__Task material__.
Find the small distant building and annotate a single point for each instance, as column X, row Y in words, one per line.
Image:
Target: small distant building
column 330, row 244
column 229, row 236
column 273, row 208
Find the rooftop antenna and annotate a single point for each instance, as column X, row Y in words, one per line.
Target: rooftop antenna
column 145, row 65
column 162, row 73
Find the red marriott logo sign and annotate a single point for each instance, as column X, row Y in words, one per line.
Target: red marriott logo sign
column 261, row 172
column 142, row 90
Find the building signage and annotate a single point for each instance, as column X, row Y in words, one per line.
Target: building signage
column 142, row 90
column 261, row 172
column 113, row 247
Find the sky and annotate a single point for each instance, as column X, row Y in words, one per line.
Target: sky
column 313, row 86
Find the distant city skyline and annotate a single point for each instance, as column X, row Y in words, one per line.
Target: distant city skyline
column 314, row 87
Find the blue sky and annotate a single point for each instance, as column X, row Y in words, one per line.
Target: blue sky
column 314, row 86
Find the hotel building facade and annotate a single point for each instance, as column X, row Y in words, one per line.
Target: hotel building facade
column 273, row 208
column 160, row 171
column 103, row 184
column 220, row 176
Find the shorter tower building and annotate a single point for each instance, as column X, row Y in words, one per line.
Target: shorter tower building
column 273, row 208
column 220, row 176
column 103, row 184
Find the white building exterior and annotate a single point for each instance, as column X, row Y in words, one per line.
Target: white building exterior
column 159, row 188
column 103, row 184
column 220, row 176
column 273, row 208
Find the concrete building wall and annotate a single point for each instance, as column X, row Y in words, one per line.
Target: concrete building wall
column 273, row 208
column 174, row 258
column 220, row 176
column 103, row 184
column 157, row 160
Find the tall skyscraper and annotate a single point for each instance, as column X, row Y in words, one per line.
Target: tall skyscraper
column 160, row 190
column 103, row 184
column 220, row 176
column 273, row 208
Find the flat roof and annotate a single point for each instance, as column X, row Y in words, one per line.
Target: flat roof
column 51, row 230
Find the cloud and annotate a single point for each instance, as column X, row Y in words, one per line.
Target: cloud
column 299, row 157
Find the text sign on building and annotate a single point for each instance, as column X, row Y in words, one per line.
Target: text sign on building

__Objective__. Give every line of the entries above as a JSON list of strings, one string per line, with blank lines left out.

__Exercise result__.
[
  "Find the small distant building and annotate a single point for each instance, as column X, row Y in words, one per line.",
  "Image:",
  "Target: small distant building",
  "column 330, row 244",
  "column 229, row 236",
  "column 273, row 208",
  "Find the rooftop antenna and annotate a single point for each instance, as column X, row Y in words, one per line.",
  "Target: rooftop antenna",
  "column 145, row 65",
  "column 162, row 73",
  "Find the red marriott logo sign and annotate a single point for each instance, as column X, row Y in words, one per line.",
  "Target: red marriott logo sign",
  "column 261, row 172",
  "column 142, row 90",
  "Find the building signage and annotate a single point for each instance, as column X, row Y in words, one per line.",
  "Target: building signage",
  "column 142, row 90",
  "column 261, row 172",
  "column 113, row 247",
  "Find the sky and annotate a single point for each instance, as column X, row Y in words, one per line.",
  "Target: sky",
  "column 313, row 86",
  "Find the distant city skyline and annotate a single point for each instance, as column X, row Y in words, one per line.",
  "Target: distant city skyline",
  "column 314, row 87",
  "Find the blue sky and annotate a single point for each instance, as column X, row Y in words, one per line.",
  "Target: blue sky",
  "column 314, row 86",
  "Find the hotel building facade and annotate a single point for each instance, as column X, row Y in words, one per line.",
  "Target: hotel building facade",
  "column 273, row 208",
  "column 160, row 171",
  "column 103, row 184",
  "column 220, row 176",
  "Find the shorter tower building and annotate a single point for each instance, as column X, row Y in words, one per line.",
  "Target: shorter tower building",
  "column 273, row 208",
  "column 220, row 176",
  "column 103, row 184",
  "Find the white building exterior and annotate a single point for each instance, as column X, row Y in words, one per line.",
  "Target: white building exterior",
  "column 159, row 188",
  "column 103, row 184",
  "column 220, row 176",
  "column 273, row 208",
  "Find the concrete building wall and annotate a single point for each instance, as column X, row Y in words, one per line.",
  "Target: concrete building wall",
  "column 273, row 208",
  "column 174, row 258",
  "column 220, row 176",
  "column 103, row 184",
  "column 157, row 160",
  "Find the tall skyscraper and annotate a single point for each instance, as column X, row Y in words, one per line.",
  "Target: tall skyscraper",
  "column 160, row 190",
  "column 103, row 184",
  "column 220, row 176",
  "column 273, row 208",
  "Find the flat roof and annotate a single point for each instance, as column X, row Y in words, one per line.",
  "Target: flat roof",
  "column 51, row 230",
  "Find the cloud and annotate a single point for each instance, as column X, row Y in words, one per line.",
  "Target: cloud",
  "column 299, row 157",
  "Find the text sign on building and annotate a single point for each instance, as column X, row Y in words, one per line.",
  "Target: text sign on building"
]